TEXT EXTRACT:
- Born: 1955 (age 70–71) Brooklyn, New York, U.S.
- Education: Columbia University University of Chicago
- Occupation: Shakespeare scholar
- Employer: Columbia University
- Awards: Samuel Johnson Prize
- James Shapiro's voice from the BBC programme Front Row, March 26, 2010.

= James S. Shapiro =

American academic and author (born 1955)

James S. Shapiro (born 1955) is Professor Emeritus of English and Comparative Literature at Columbia University, specializing in Shakespeare and the Early Modern period. Shapiro served on the faculty at Columbia University since 1985, teaching Shakespeare and other topics, and he has published widely on Shakespeare and Elizabethan culture.

== Life ==
Shapiro was born and raised in Brooklyn, New York, where he attended Midwood High School. He obtained his B.A. at Columbia University in 1977, Master's degree in 1978 and Ph.D. at University of Chicago in 1982. After teaching at Dartmouth College and Goucher College, Shapiro joined the faculty at Columbia University in 1985. He taught as a Fulbright lecturer at Bar-Ilan University and Tel Aviv University (1988–1989) and served as the Samuel Wanamaker Fellow at Shakespeare's Globe in London (1998).

TO-DO LIST:
• a. Quote the Shapiro biography from "- Education: Columbia" through "and Elizabethan culture.".
• b. Pick out each line of the listing where the word "sock" appears, and copy those lines.
The listing that comes next has no connection to the Shapiro biography.

DATA RECORDS:
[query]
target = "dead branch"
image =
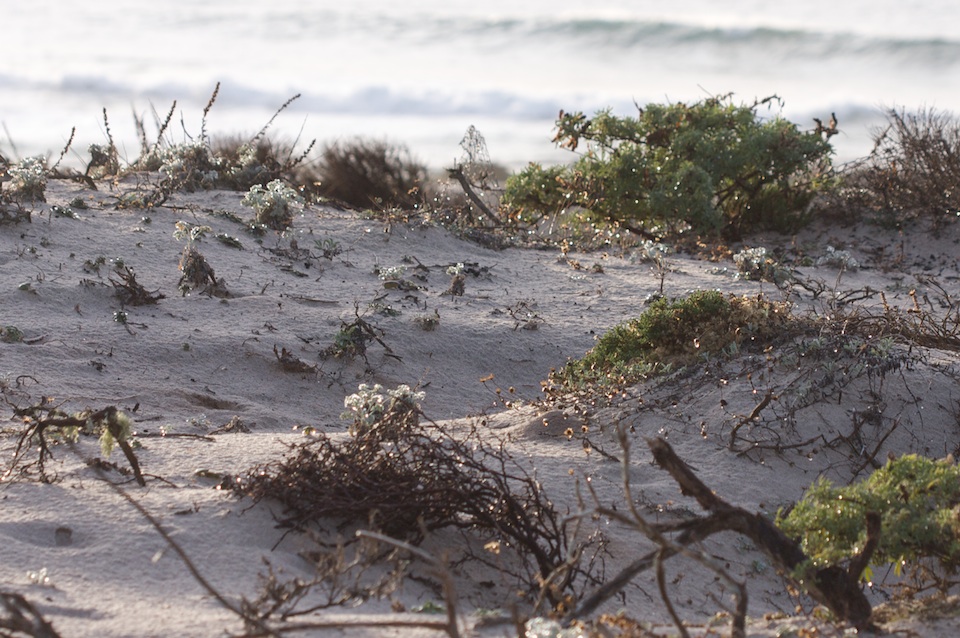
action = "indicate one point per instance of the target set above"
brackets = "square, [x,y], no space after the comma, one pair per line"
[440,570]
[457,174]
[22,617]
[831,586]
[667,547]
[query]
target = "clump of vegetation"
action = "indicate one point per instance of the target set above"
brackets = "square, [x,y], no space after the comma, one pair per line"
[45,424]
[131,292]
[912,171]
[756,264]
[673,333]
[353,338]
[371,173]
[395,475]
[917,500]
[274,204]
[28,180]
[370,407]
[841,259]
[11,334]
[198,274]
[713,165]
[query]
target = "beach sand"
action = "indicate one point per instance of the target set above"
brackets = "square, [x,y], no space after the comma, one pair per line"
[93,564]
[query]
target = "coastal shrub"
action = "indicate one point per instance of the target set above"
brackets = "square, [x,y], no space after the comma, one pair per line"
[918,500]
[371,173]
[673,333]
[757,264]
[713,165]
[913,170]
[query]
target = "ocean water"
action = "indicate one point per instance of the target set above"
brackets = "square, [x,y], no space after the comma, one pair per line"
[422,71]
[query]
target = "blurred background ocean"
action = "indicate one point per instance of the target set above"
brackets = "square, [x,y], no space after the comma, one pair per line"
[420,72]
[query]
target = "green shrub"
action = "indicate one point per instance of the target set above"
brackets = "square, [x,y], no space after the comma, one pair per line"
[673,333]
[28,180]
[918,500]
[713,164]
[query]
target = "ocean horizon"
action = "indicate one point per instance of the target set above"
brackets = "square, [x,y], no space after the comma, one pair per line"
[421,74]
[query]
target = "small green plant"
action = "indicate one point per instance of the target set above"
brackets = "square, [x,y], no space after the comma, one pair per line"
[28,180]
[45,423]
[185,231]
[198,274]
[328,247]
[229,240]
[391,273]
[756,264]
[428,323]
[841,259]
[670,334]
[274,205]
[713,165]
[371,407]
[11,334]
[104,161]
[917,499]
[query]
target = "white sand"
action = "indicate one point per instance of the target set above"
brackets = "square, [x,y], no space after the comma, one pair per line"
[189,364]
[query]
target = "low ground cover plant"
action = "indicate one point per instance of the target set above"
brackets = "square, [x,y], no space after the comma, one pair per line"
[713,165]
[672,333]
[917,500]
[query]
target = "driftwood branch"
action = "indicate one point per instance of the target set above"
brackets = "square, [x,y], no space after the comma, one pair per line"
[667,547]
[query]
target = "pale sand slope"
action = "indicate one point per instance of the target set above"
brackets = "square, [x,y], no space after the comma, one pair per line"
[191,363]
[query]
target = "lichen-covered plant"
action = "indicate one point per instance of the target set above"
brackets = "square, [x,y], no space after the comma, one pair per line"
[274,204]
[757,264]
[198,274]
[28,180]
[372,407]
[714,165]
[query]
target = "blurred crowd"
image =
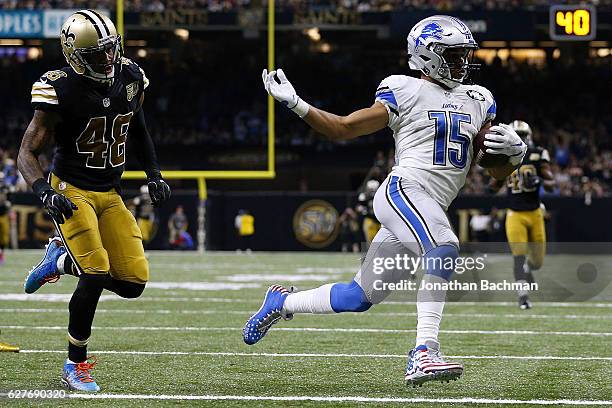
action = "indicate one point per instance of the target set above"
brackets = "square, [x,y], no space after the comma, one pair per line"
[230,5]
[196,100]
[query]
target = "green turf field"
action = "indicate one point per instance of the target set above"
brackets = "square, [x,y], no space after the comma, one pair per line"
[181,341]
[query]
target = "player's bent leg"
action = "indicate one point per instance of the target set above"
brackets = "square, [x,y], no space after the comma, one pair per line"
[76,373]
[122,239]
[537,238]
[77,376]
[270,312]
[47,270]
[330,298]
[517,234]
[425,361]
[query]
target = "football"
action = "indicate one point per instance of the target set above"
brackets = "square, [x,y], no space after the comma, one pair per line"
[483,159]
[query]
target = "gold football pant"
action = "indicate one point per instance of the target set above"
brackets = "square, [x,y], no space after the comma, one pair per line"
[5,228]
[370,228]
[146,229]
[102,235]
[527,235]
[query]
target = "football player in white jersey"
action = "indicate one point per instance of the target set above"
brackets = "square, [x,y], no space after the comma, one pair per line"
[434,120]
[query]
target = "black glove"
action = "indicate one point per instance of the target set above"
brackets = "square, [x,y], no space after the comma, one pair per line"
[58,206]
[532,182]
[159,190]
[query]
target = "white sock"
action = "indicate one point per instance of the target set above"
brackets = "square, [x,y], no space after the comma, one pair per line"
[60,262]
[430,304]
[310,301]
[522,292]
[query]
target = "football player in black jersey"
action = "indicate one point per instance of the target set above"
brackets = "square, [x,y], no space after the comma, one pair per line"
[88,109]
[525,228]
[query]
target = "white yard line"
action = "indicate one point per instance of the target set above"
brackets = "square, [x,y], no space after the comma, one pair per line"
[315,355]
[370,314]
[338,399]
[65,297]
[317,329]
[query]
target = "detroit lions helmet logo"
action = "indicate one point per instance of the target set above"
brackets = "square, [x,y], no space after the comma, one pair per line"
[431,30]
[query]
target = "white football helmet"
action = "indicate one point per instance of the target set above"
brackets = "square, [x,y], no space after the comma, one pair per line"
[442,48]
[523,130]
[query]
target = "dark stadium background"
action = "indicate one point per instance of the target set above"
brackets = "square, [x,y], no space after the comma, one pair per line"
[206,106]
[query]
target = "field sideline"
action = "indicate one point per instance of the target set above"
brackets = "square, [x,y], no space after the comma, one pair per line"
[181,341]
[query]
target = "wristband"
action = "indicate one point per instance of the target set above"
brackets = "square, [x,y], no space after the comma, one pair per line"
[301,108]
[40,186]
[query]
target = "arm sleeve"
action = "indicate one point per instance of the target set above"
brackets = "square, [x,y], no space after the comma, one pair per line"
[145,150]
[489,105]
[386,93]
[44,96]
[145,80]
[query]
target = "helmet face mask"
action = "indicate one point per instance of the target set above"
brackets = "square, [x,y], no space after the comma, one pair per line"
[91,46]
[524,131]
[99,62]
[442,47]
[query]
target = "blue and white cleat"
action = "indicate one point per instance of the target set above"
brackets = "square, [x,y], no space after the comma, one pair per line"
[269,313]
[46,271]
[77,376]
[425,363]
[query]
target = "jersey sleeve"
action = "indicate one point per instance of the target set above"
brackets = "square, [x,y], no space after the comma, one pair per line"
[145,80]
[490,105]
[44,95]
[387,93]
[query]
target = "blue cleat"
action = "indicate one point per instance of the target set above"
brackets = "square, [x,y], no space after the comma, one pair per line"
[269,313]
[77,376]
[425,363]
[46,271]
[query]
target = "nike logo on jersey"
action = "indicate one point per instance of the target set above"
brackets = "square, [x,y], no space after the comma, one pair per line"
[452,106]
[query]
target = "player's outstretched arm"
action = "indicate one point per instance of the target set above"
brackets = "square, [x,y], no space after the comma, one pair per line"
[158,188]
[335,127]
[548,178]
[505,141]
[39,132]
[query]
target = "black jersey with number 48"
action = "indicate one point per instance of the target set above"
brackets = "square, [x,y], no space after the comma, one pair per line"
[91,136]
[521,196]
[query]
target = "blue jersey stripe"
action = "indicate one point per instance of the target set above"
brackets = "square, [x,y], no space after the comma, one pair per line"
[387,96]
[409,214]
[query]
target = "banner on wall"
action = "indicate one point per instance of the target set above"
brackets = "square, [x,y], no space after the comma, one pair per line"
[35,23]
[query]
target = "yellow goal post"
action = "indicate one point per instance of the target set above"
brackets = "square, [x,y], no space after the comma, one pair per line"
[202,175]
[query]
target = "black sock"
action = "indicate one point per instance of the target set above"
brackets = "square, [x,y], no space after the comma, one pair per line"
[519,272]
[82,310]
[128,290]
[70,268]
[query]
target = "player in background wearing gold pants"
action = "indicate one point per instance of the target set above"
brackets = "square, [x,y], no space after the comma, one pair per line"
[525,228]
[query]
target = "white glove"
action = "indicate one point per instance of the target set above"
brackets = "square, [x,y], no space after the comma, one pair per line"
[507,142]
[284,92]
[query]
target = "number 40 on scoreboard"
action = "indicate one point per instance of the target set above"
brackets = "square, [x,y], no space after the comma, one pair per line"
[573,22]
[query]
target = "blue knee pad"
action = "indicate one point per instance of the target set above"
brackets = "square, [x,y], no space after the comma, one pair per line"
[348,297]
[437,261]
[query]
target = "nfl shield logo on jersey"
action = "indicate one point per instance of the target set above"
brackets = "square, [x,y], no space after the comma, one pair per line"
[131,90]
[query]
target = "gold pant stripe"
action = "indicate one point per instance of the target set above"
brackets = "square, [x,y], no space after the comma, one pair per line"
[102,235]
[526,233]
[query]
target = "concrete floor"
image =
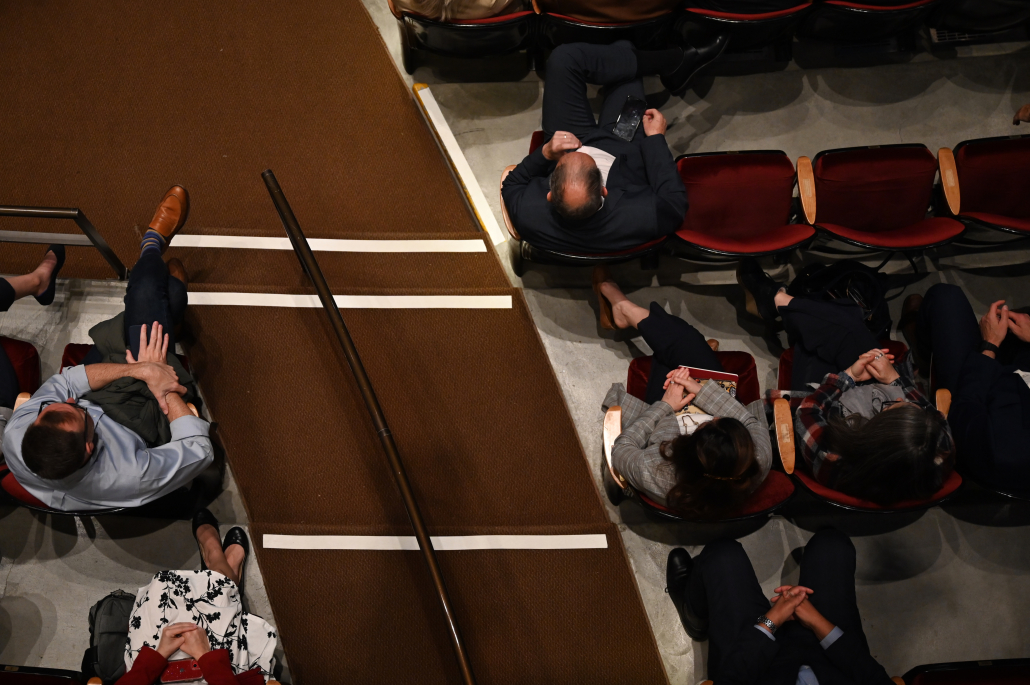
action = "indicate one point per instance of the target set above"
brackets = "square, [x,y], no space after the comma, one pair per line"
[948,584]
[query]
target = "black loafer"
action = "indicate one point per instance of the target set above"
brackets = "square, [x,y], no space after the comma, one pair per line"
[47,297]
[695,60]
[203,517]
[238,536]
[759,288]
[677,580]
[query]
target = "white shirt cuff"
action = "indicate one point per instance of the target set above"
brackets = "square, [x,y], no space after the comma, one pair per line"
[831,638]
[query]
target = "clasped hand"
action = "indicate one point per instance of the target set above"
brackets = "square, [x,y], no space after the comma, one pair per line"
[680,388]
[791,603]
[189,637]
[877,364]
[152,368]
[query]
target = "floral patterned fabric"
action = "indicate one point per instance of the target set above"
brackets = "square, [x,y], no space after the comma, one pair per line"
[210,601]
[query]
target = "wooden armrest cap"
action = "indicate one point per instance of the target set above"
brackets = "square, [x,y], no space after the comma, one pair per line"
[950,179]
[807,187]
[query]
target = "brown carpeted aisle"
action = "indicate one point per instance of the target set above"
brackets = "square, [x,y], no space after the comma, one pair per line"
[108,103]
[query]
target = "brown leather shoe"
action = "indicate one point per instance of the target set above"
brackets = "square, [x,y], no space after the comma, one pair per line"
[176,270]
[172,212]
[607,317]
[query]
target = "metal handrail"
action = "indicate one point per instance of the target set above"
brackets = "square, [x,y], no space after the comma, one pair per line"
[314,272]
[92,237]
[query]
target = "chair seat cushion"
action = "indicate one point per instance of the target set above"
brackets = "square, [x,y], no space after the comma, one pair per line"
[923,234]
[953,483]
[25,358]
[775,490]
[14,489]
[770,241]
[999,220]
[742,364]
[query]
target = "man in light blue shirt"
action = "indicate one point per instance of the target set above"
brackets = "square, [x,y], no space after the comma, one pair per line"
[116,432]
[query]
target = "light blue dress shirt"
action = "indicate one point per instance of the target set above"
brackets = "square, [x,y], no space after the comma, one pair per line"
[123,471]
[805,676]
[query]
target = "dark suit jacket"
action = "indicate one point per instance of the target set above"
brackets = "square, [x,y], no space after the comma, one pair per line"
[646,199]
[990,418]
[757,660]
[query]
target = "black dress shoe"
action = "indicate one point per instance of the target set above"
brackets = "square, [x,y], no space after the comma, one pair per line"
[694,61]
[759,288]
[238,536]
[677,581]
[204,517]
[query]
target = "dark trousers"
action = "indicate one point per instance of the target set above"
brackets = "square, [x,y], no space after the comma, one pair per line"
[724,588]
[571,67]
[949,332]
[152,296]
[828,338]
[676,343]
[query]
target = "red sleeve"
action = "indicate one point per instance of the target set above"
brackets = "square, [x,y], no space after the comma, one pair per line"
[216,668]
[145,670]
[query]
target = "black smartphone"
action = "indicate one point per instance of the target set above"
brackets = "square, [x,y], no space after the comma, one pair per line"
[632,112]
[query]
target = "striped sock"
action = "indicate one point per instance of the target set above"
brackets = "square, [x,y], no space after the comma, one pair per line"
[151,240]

WORKED SOLUTIONS:
• a.
- Education: Columbia University University of Chicago
- Occupation: Shakespeare scholar
- Employer: Columbia University
- Awards: Samuel Johnson Prize
- James Shapiro's voice from the BBC programme Front Row, March 26, 2010.

= James S. Shapiro =

American academic and author (born 1955)

James S. Shapiro (born 1955) is Professor Emeritus of English and Comparative Literature at Columbia University, specializing in Shakespeare and the Early Modern period. Shapiro served on the faculty at Columbia University since 1985, teaching Shakespeare and other topics, and he has published widely on Shakespeare and Elizabethan culture.

• b.
target = "white sock"
target = "black sock"
target = "striped sock"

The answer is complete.